══ Task input ══
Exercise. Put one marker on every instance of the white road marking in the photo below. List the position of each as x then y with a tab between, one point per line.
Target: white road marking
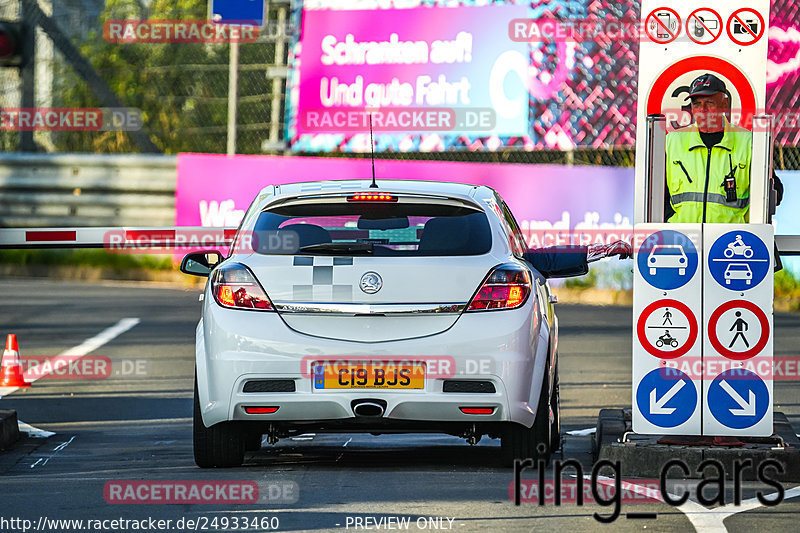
582	432
86	347
34	432
706	520
60	447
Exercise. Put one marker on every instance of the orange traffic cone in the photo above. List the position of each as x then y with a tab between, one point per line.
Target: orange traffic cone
11	368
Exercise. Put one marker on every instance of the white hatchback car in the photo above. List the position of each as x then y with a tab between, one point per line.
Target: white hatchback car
411	307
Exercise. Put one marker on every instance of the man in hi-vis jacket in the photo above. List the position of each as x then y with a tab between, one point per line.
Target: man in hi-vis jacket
708	162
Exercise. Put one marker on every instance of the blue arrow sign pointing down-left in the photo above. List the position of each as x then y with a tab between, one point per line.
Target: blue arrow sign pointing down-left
666	397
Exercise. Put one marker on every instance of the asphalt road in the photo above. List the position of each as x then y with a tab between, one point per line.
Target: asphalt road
135	425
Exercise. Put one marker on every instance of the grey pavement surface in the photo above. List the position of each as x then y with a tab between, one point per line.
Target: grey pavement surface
136	425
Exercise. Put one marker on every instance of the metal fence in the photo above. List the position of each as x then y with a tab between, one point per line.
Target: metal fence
183	89
69	190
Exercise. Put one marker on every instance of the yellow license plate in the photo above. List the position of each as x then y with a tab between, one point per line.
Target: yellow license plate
369	376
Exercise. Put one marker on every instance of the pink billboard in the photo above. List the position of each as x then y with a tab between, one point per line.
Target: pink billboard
447	70
216	190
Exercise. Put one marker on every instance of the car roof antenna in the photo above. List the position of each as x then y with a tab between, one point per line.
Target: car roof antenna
372	151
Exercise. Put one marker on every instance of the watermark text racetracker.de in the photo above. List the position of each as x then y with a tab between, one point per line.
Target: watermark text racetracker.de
70	119
397	119
287	242
214	522
77	367
178	31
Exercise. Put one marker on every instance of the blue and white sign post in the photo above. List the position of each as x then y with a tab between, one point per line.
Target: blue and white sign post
236	12
667	308
737	345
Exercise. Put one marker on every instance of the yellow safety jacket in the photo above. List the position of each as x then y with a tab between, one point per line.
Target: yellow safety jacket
696	175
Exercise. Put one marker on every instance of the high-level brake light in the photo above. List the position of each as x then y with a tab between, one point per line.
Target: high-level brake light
371	197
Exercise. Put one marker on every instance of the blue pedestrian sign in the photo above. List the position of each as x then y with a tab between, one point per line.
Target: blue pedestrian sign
667	260
666	397
739	260
738	398
238	11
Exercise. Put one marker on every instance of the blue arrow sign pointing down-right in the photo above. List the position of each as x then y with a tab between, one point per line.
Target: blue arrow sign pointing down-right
727	403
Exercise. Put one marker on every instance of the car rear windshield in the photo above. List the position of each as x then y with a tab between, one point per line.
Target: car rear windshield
═══
Job - Repeat the records above exactly, leaving out the pictures.

Reply to the exercise -
Exercise. Put one marker on every instance of the white road marking in the photo below. List the position of each as x then y with a tab between, one point per line.
Target: white road marking
582	432
86	347
34	432
706	520
60	447
Exercise. Put one marker on every instance of the orange traffic cone in the photo above. List the position of each as x then y with a tab between, one point per line.
Target: orange traffic cone
11	368
Exercise. Put one marker on every instance of the white hatchback car in the photo above. List the position of each as x then y with a tab between, one point per line.
Target: white hatchback car
411	307
Exercise. Put one marker on every instance of the man in hi-vis jacket in the photo above. List the position of each as x then y with a tab between, one point per line.
Target: man in hi-vis jacket
708	162
Exercise. Put one marker on every instance of the blue arrow sign pointing down-left in the photo above. List the position of each as x then y with a tab between, one point per line.
Target: blue arrow sign pointing down-left
666	397
Exercise. Put one marker on every instance of the asphalt road in the photo above. List the position of each as x then y with a tab between, one point per line.
Target: asphalt road
135	425
Exercise. Put one marker on every instance of the grey pavement surface in the photo above. List the position of each as x then y with a tab between, one point per line.
Target: grey pavement surface
136	425
Exercise. Put one marker on every instance of the metal fence in the photo above. List the position of each as x then y with a tab between, one point per line.
Target: metal fence
183	89
69	190
Exercise. Put one marker on every instance of the yellow license plate in the photo above. List the position of each as x then y with a tab between, one point per line.
Target: yellow license plate
369	376
Exercise. Put one marker on every instance of the pink billboard in the photo above. List the position of each as x then y with a tab between, one point per line.
Target: pink billboard
447	70
216	190
Exercise. Put one marker on every instance of the car roof antenna in the photo above. List the position of each as x then y with a tab between, one point per line.
Target: car roof antenna
372	151
Exercise. Put one marker on every instance of the watermark text racetracker.de in the photo above. List the position of each as x then y with a tab between, one point per line.
Target: watermark text racetracker.de
70	119
397	119
287	242
214	522
77	367
178	31
Exercise. Put one marker on every instance of the blue and white sign post in the photo above. List the position of each as x then y with a tab between, one point per line.
Target: blue and white sign post
236	12
667	308
737	345
Exercise. Put one marker on every instance of the yellow safety jacket in the photo above. List the position of each as x then y with a tab between, one point per line.
Target: yellow safety jacket
696	175
Exercise. Put one marker on every instance of the high-level brake light in the photo above. List the position of each as x then y with a tab between, one point per line.
Target: high-level brake light
371	197
Exercise. Put one marker on every instance of the blue pedestrian sign in the photo above. List the position of each as x then y with a tab between, one point per line.
Target: blue pedestrian sign
667	260
666	397
739	260
738	398
238	11
Exercise. Put one marker on every instance of the blue arrow sign pointing down-right in the photo above. List the position of each as x then y with a tab between, one point per line.
Target: blue arrow sign pointing down-right
727	403
Exercise. Put one marker on every instance of the car rear windshield in the photo above. List the position of each as x then y with a tab between, one point per line.
Target: car rear windshield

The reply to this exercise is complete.